Work item.
In the article on child and adolescent mental disorders, reproduce the stretch from "The results indicate" through "disorders, Gau said.", substituting "screening and treatment" for "prevention and intervention".

#### Source passage

A nationwide study on child and adolescent mental disorders has found that nearly 30 percent of children have mental disorders and need professional consultation and assistance.
The three-year study commissioned by the Ministry of Health and Welfare also found that 3.1 percent of children had thought of committing suicide within six months prior to being asked about it, meaning that for every 100,000 children, 3,100 have thought about taking their own life.
The figures are “worrisome,” Department of Mental and Oral Health Director-General Chen Li-chung (諶立中) said on Monday upon publication of the study conducted by Susan Gau (高淑芬), a professor of psychiatry at National Taiwan University’s College of Medicine.
It was the first nationwide epidemiological study of child and adolescent mental disorders of its kind in Taiwan, aiming to obtain prevalence rates — within the previous six months and over a lifetime — and to identify the psychosocial, individual, environmental and familial risk factors for mental disorders in the groups.
The mental disorders referred to in the research include learning disabilities, autism spectrum disorders, attention deficit hyperactivity disorder (ADHD), oppositional defiant disorder and conduct disorder.
They also include mood disorders such as major depression, dysthymia and bipolar disorder, as well as anxiety disorders, phobias, obsessive compulsive disorder, sleep disorders, eating disorders and substance abuse disorders.
The school-based survey was conducted among students in the third, fifth and seventh grades, who were selected from 69 schools in 19 counties and cities.
A total of 10,122 students received clinical interviews by Gau’s research team with their own and their parents’ consent.
The survey found that the weighted lifetime prevalence of those diagnosed as having any of the targeted mental disorders in children and adolescents was 32.3 percent, while the prevalence within the previous six months was 28.7 percent.
The mental disorder with the highest prevalence was ADHD at 11.1 percent, followed by nightmare disorder at 8.8 percent, phobias at 6.4 percent, conduct disorder at 4.4 percent, separation anxiety disorder at 3.3 percent, oppositional defiant disorder at 1.9 percent, social phobia at 1.8 percent and autism at 1 percent.
The figures are much higher than the one-year nationwide prevalence rate of 2.44 percent for ADHD, 0.33 percent for autism and less than 1 percent for other mental disorders in children and adolescents found in National Health Insurance research carried out in 2012.
Gau said that the preliminary results are similar to Western studies, which showed that about 25 percent of children and adolescents have at least one kind of psychiatric disorder.
The results indicate that “mental disorders are common in Taiwanese children and adolescents,” she wrote in the report.
Resources should be allocated for prevention and intervention to address child and adolescent mental disorders, Gau said.

########
#### Data for analysis

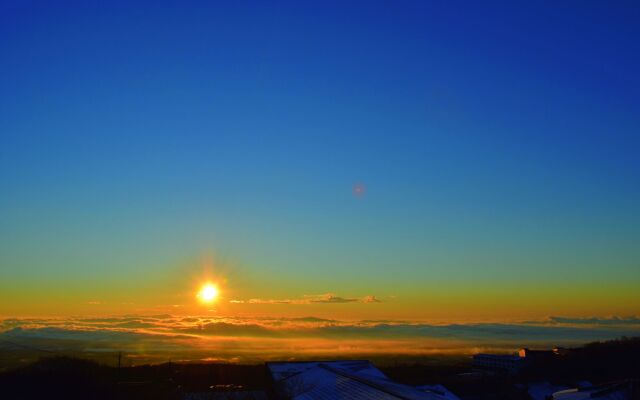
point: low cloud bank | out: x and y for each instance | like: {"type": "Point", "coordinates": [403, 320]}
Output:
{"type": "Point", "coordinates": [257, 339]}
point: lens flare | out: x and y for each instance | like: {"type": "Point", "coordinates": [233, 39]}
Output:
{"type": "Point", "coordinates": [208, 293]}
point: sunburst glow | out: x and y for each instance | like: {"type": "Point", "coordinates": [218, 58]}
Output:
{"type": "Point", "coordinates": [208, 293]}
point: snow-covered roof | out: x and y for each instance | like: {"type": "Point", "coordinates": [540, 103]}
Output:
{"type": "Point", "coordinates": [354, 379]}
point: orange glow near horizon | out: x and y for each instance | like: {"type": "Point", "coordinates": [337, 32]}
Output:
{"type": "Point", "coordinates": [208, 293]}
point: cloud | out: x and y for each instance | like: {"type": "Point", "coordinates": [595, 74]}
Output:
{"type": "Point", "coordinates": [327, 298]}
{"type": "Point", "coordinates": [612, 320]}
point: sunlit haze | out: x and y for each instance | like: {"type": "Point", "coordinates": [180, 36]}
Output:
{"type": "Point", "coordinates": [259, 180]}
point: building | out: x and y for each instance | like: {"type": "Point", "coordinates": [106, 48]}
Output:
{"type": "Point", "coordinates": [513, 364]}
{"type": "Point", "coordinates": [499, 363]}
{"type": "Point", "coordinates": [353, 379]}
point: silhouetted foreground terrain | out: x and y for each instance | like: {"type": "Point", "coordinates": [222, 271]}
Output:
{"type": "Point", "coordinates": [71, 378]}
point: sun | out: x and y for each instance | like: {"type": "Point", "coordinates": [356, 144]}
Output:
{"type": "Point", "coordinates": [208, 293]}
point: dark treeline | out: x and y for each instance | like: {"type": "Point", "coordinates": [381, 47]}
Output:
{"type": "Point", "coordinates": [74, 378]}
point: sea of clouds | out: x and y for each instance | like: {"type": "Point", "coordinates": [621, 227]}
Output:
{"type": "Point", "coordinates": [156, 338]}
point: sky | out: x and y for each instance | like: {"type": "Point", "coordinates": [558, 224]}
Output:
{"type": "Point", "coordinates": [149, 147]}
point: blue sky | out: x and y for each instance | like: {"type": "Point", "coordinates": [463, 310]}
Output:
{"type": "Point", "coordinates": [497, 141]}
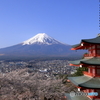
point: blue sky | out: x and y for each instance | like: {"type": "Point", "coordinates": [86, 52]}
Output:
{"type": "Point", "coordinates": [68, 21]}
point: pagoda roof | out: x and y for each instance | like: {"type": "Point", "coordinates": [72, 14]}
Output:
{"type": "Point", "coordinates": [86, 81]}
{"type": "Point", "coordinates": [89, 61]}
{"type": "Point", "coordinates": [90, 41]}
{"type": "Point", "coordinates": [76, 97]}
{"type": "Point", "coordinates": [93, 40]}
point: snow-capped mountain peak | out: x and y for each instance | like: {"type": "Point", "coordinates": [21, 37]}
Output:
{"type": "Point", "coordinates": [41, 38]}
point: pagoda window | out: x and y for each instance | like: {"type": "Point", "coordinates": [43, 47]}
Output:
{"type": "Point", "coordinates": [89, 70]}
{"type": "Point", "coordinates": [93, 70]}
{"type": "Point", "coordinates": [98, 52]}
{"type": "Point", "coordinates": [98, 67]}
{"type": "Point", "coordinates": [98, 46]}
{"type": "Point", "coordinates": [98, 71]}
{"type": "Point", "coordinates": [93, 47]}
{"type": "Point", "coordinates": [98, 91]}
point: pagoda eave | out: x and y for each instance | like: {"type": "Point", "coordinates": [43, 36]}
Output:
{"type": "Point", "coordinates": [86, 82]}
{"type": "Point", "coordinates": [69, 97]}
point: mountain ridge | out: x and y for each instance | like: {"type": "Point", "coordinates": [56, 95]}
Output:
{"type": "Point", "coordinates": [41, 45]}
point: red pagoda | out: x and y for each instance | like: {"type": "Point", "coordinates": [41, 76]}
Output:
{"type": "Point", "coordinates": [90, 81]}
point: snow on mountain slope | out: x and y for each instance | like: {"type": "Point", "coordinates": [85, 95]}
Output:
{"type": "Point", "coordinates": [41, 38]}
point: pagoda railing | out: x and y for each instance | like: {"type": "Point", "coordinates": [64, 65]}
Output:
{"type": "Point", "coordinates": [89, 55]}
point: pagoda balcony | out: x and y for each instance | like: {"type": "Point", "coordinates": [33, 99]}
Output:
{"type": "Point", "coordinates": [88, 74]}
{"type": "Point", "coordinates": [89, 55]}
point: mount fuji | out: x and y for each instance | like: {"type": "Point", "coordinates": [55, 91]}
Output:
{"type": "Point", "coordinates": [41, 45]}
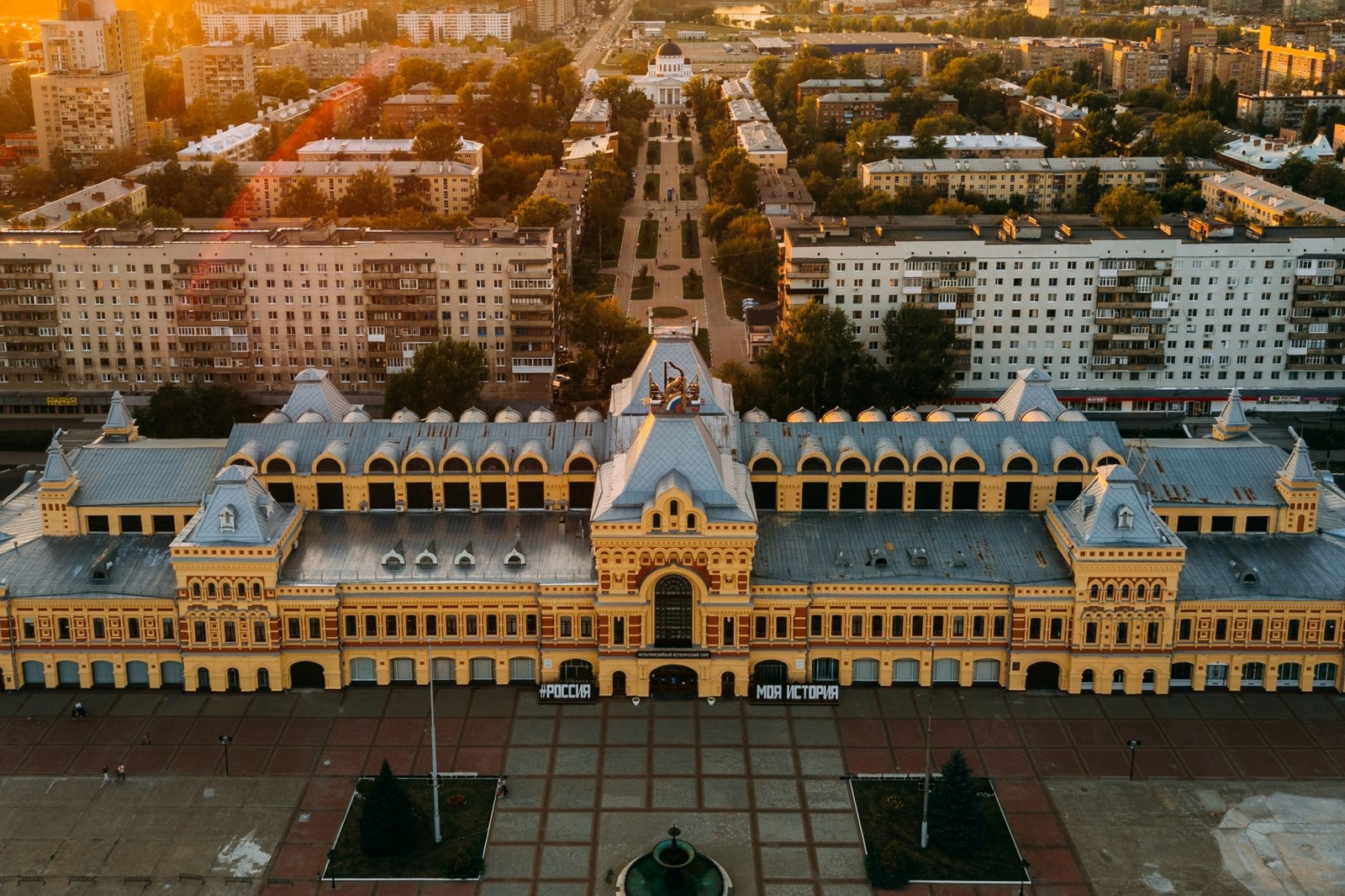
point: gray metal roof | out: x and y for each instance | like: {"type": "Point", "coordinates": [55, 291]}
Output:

########

Solved exercise.
The results indicate that “mental disorders are common in Taiwanese children and adolescents,” she wrote in the report.
Resources should be allocated for screening and treatment to address child and adolescent mental disorders, Gau said.